→ Textblock:
* * * * * * *
Jakob Lorber: 'Das große Evangelium Johannes', Band 3, Kapitel 41


Mathaels Geschichte seiner Schicksale und Heilung.

01] Sagt Mathael: ”Sieh, Bruder, wir waren Tempelgefährten und mußten dasselbe Los teilen, nur zogt ihr gen Mittag, und wir mußten gen Morgen ziehen. Wir aber fielen einer Horde verkörperter Teufel in die Hände, und es wurden dadurch unsere Leiber zu Wohnungen von vielen Teufeln; aber hier fand sich ein Heiland vor, wohl der größte, den je die Erde getragen, und dieser hat uns ohne alles Entgelt geheilt bloß durch sein über alles Leben herrschendes, mächtiges Wort.
* * * * * * *
→ Gestellte Aufgabe 1:
Beantworte die folgenden Fragen zum Textauszug über Mathaels Heilung.
(a) Aus welchem Band und welchem Kapitel stammt der Textauszug?
(b) In welche Richtung mussten Mathael und die Gefährten laut Mathael ziehen?
(c) Wodurch wurden sie laut Mathael geheilt?
→ Gestellte Aufgabe 2:
Fahre mit dem Textauszug über Mathaels Heilung im Anschluss an den letzten Satz fort.

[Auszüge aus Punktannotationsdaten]
* * * * * * *
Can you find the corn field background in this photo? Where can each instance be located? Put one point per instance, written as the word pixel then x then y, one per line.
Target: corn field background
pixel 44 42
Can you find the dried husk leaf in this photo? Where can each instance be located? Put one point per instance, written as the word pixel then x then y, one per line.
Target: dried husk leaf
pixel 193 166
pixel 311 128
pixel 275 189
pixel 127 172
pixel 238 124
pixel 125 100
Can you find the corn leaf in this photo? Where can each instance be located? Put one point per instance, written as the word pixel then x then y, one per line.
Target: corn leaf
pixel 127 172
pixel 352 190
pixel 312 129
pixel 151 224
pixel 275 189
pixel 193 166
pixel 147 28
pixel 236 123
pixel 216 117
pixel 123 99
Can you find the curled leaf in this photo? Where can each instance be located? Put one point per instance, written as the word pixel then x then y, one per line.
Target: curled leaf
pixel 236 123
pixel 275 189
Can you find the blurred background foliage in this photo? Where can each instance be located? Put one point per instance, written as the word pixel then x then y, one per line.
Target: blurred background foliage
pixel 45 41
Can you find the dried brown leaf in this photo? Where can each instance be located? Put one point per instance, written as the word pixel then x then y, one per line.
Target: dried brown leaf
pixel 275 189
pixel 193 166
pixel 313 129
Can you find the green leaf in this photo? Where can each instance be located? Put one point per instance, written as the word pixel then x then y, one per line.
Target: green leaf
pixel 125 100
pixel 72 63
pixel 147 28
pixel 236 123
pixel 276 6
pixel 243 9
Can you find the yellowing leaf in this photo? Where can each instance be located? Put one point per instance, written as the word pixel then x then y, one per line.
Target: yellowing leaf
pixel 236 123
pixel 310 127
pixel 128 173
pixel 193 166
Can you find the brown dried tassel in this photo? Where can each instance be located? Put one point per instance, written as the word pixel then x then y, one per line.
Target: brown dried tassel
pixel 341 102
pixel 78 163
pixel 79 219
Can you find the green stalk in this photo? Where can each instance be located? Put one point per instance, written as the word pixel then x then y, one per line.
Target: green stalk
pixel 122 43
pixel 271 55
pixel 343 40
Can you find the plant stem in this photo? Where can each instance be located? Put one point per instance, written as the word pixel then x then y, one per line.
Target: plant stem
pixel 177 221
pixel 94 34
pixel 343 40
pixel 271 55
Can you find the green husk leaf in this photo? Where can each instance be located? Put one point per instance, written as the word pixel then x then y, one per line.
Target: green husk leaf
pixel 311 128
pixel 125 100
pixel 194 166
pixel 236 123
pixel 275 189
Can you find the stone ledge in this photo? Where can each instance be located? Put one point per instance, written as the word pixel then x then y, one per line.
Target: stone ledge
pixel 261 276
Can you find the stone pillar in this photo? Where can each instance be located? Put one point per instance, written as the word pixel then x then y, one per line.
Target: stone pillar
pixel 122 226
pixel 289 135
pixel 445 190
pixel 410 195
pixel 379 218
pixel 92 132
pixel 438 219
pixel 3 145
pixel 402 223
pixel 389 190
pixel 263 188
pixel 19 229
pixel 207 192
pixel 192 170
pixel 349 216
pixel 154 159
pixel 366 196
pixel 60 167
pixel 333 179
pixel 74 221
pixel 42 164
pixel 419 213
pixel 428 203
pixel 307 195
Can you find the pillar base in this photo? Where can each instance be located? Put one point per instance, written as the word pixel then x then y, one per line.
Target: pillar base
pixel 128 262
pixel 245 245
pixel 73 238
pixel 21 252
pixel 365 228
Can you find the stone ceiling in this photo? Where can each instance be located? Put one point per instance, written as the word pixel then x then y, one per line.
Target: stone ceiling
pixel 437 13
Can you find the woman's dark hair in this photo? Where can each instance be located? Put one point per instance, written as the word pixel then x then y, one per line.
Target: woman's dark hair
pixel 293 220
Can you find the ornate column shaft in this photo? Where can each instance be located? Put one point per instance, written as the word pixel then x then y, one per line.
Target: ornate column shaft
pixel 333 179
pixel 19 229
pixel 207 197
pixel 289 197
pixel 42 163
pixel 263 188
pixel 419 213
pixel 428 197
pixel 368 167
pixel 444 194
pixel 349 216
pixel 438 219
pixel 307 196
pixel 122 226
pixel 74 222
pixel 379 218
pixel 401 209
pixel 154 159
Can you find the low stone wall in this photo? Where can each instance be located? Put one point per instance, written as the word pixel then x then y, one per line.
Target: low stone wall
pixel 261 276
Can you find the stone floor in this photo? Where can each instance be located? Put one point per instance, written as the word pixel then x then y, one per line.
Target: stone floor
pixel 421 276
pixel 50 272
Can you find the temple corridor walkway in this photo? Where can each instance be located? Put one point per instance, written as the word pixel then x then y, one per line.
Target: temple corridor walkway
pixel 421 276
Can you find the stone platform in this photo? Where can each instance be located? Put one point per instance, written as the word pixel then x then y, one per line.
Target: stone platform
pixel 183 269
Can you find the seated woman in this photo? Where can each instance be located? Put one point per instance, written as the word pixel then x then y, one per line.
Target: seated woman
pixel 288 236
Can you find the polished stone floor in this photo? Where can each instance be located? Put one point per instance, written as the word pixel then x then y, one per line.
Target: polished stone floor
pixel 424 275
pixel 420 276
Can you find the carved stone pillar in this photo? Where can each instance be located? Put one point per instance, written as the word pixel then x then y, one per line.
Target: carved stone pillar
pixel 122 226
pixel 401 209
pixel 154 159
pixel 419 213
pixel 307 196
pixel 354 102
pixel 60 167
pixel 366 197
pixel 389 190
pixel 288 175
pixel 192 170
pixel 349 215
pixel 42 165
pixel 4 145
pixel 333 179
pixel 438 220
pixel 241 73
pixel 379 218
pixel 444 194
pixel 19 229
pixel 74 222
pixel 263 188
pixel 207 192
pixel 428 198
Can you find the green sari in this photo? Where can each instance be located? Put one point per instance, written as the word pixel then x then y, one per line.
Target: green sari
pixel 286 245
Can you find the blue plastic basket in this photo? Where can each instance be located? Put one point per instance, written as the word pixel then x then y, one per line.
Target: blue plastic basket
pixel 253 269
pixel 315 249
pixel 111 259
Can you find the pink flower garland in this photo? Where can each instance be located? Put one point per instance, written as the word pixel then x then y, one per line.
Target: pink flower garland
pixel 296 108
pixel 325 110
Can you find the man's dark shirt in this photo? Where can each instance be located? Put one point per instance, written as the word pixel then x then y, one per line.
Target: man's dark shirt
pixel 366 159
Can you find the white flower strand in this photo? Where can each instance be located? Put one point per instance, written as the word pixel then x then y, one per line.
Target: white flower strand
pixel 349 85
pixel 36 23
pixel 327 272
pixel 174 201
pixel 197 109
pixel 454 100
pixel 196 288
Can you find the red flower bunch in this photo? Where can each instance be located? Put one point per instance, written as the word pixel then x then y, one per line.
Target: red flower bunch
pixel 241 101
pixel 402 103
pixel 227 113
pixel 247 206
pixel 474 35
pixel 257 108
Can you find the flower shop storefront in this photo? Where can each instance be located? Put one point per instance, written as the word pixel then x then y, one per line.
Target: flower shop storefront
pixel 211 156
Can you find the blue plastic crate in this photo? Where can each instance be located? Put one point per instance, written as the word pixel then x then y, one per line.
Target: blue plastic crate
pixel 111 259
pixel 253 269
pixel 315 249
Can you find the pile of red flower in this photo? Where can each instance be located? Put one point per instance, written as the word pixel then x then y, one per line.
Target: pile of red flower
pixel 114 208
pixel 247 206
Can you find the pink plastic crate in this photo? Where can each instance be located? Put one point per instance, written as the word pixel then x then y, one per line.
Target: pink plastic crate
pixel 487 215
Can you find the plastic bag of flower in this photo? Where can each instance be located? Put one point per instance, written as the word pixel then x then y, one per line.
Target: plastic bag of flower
* * * * * * *
→ Verfasste Antwort 1:
(a) Aus Band 3, Kapitel 41.
(b) Gen Morgen.
(c) Ohne alles Entgelt, bloß durch das über alles Leben herrschende, mächtige Wort des Heilands.

→ Verfasste Antwort 2:
02] Er ist hier! Derselbe, dessen der römische Hauptmann Julius zu euch in seiner Frage Erwähnung tat; aber es ist für euch nun noch nicht an der Zeit, mit ihm in eine nähere Bekanntschaft zu treten. Er selbst wird es bestimmen, wann ihr ihn näher kennenlernen sollt! Fragt darum nicht weiter und vernehmt, was ich nun zu euch sagen werde!

03] Ihr seid zwar Kinder dieser Welt noch, könnt aber, so ihr wollt, auch in die wahre, freie und lebensvolle Kindschaft Gottes übergehen. Diese Herren Roms werden euch gerne die Mittel dazu verschaffen. Der Herr, der euch verhört hat, wird sicher nicht einen Augenblick säumen, euch auf den rechten Weg zu setzen, und nun um so leichter, da auch der oberste Statthalter Cyrenius aus Sidon hier anwesend ist.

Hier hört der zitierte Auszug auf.